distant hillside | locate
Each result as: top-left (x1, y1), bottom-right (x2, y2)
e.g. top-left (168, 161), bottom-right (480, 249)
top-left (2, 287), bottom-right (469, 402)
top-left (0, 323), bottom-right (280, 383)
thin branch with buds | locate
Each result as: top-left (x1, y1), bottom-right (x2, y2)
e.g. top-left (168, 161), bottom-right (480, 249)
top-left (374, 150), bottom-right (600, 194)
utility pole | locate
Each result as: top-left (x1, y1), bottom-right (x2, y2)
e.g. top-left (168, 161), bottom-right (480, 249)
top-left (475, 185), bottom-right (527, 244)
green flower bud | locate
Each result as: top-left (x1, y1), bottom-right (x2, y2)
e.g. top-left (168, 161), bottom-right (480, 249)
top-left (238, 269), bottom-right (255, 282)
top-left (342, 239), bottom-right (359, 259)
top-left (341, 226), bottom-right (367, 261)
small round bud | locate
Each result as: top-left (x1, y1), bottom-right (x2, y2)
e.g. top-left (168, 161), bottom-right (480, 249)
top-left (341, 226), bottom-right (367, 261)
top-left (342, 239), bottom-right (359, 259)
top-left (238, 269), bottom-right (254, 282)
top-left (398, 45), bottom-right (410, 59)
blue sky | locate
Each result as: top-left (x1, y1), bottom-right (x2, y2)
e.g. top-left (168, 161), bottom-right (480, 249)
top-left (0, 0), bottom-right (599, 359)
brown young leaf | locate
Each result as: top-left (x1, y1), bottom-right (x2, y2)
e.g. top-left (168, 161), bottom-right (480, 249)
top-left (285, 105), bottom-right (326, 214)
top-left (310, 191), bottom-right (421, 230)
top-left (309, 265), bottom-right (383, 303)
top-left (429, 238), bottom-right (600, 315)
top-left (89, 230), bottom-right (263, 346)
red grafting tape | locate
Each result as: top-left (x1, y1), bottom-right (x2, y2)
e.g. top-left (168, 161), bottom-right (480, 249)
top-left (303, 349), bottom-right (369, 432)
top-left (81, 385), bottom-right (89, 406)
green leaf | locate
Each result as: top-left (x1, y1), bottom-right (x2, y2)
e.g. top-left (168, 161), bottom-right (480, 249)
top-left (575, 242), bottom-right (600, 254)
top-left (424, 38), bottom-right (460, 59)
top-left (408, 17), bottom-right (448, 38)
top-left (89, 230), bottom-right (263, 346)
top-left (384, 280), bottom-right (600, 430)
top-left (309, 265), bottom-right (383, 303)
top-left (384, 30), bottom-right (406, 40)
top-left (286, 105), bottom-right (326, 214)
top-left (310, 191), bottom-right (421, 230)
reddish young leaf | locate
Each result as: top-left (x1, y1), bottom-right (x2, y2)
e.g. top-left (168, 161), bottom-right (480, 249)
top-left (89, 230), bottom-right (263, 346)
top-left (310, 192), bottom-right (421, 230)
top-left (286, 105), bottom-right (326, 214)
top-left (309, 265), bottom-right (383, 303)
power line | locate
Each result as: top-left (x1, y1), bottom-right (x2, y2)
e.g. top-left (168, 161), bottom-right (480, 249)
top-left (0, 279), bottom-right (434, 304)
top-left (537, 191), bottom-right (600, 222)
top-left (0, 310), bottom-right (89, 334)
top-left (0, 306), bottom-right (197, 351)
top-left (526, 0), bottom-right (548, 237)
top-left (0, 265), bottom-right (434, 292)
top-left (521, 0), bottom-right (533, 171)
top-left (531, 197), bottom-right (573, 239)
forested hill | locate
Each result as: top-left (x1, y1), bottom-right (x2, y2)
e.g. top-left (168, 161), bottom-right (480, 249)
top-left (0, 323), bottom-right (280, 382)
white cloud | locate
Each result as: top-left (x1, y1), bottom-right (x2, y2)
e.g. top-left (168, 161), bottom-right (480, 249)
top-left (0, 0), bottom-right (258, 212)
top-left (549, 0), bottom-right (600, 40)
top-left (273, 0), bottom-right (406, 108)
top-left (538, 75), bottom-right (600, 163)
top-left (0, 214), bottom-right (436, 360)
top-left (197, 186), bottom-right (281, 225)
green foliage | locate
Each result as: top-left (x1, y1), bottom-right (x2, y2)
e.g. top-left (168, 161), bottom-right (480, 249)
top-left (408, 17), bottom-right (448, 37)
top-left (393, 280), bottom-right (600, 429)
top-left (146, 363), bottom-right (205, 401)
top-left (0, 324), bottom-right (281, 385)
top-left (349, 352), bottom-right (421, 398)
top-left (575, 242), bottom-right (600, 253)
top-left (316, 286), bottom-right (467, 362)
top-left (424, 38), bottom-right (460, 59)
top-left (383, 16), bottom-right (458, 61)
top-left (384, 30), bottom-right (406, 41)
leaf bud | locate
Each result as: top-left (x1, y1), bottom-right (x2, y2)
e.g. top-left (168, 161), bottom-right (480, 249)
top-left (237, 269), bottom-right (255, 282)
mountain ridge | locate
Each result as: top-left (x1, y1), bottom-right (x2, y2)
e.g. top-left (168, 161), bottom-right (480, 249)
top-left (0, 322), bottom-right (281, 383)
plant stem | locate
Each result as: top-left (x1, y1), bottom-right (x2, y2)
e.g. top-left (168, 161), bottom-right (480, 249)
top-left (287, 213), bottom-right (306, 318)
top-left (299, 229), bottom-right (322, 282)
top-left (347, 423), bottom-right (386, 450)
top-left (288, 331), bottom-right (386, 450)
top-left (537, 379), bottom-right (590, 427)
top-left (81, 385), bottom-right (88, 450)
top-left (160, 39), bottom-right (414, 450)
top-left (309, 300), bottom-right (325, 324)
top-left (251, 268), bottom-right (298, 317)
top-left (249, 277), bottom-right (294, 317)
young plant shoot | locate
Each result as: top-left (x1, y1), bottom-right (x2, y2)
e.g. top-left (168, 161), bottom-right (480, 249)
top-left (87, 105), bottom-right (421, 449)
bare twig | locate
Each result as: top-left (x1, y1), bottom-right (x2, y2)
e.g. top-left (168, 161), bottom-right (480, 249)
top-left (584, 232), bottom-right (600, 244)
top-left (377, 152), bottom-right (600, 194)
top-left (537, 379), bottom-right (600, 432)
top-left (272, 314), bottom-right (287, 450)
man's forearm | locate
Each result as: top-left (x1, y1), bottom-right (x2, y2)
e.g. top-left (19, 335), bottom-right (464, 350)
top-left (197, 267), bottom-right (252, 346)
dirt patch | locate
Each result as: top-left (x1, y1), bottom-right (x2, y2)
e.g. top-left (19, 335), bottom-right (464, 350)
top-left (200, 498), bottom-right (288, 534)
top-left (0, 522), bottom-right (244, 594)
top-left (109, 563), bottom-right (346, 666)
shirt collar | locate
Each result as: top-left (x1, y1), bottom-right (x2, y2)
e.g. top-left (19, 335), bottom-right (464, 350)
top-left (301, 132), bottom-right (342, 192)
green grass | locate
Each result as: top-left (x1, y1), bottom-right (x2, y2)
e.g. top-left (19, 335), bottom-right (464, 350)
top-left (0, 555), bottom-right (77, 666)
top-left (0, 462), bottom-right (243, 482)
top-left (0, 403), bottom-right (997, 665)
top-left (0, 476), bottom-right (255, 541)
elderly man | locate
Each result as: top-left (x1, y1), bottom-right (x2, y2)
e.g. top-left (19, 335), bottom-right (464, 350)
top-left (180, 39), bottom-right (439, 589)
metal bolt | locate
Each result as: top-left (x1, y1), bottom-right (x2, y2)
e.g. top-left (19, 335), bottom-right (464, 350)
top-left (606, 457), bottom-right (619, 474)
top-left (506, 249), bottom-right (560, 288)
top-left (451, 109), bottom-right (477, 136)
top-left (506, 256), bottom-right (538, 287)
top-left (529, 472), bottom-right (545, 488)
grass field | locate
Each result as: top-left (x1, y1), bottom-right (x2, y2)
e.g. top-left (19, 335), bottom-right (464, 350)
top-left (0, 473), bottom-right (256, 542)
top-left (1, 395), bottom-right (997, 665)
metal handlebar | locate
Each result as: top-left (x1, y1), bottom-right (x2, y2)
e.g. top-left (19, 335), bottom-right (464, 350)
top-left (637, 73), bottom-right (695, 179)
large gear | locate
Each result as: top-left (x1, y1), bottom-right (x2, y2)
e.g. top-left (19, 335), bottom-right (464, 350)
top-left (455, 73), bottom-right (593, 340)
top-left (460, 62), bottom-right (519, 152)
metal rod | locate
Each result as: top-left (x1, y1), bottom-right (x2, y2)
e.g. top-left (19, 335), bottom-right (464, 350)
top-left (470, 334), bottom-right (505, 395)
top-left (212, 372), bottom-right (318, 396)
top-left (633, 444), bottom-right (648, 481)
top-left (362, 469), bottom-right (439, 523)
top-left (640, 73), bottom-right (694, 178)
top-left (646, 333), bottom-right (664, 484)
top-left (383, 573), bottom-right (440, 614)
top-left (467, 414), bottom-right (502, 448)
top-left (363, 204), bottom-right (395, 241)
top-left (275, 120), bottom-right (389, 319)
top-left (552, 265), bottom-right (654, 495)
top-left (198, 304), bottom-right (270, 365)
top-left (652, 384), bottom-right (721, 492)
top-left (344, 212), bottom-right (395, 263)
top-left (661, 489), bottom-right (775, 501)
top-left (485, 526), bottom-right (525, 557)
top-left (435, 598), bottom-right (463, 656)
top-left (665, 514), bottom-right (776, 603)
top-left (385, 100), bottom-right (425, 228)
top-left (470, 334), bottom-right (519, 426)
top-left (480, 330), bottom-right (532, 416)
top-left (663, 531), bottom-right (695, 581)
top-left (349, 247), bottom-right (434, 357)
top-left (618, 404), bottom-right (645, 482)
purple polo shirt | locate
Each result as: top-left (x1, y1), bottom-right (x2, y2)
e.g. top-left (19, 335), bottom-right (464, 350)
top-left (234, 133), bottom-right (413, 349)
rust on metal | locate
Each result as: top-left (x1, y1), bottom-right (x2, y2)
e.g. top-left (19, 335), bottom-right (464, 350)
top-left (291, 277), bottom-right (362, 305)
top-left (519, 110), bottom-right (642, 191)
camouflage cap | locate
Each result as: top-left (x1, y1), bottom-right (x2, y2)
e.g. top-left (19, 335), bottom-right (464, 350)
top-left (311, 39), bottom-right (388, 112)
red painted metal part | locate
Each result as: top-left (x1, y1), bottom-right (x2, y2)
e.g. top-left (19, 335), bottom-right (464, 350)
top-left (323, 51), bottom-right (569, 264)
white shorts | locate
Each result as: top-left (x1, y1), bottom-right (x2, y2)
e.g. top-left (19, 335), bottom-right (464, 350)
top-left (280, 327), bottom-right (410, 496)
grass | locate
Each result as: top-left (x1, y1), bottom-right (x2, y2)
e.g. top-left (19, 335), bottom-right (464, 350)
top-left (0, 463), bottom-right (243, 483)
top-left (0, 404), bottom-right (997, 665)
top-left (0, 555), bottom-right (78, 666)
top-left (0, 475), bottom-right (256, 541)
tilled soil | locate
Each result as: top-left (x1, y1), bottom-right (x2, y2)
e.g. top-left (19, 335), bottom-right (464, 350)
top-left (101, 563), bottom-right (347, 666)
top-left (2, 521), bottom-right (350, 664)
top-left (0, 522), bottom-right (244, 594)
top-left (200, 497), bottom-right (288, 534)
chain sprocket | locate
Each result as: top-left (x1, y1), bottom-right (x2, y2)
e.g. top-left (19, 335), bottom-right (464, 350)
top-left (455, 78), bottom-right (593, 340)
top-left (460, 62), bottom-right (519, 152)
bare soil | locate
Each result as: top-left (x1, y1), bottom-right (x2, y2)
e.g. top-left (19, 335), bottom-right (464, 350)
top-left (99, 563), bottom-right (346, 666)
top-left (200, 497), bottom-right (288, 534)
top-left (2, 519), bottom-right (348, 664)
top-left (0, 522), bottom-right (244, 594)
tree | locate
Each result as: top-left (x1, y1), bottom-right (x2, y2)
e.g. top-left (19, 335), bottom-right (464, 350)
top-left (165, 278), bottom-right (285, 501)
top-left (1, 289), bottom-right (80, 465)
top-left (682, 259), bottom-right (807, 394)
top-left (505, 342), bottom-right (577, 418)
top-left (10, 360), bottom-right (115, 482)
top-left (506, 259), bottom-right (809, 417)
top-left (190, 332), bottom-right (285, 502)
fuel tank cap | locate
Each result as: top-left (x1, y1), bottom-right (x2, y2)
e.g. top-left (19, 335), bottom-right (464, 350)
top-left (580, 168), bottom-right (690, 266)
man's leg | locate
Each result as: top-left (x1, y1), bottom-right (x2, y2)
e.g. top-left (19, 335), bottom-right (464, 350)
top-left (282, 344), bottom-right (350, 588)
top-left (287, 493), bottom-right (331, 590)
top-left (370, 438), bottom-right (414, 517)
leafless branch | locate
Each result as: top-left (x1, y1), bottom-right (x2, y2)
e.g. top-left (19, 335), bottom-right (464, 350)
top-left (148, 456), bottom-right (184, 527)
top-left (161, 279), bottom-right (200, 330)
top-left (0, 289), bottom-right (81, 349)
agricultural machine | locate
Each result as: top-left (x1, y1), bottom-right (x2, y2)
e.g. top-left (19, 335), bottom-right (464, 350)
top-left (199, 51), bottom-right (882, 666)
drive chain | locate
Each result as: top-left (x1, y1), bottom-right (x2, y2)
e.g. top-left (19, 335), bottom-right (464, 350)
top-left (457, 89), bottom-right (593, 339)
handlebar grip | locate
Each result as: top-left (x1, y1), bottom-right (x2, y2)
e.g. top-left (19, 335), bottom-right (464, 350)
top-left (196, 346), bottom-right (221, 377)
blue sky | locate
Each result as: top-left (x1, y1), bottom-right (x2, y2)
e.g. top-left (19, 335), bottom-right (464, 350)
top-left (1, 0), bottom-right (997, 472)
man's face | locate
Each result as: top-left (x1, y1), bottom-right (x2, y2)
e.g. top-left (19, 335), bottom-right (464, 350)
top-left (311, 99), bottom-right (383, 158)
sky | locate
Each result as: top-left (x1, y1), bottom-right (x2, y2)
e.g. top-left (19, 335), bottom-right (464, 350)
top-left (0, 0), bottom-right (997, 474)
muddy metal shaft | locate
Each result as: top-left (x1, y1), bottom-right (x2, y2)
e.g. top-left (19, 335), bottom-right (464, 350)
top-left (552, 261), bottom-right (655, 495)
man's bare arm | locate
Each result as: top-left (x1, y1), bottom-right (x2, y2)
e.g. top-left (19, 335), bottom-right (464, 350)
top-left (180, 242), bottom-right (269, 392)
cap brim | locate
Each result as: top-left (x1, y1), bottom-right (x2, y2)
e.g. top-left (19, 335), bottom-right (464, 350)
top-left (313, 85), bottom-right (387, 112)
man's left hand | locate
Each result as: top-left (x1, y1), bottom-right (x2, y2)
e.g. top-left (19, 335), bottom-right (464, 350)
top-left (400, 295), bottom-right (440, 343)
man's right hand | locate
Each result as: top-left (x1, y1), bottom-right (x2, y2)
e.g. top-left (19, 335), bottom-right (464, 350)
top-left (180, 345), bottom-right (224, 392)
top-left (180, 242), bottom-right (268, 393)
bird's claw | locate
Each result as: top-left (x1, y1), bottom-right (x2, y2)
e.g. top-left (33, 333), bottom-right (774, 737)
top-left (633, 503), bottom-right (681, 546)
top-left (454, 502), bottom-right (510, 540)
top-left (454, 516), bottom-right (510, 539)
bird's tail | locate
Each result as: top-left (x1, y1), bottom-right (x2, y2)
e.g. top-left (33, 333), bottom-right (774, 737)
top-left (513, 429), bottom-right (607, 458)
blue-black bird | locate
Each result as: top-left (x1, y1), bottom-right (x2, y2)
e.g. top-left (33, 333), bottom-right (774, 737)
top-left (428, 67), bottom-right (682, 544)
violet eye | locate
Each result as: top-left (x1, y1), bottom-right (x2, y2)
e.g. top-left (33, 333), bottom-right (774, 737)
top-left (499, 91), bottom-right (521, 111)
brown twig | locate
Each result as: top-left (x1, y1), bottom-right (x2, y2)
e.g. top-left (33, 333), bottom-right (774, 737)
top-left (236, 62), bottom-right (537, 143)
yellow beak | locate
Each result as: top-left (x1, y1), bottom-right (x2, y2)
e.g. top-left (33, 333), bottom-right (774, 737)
------------------------------------------------
● **Task requirements**:
Each line of the data that contains "brown" belongs in the answer.

● **Response box**:
brown young leaf | locate
brown twig | locate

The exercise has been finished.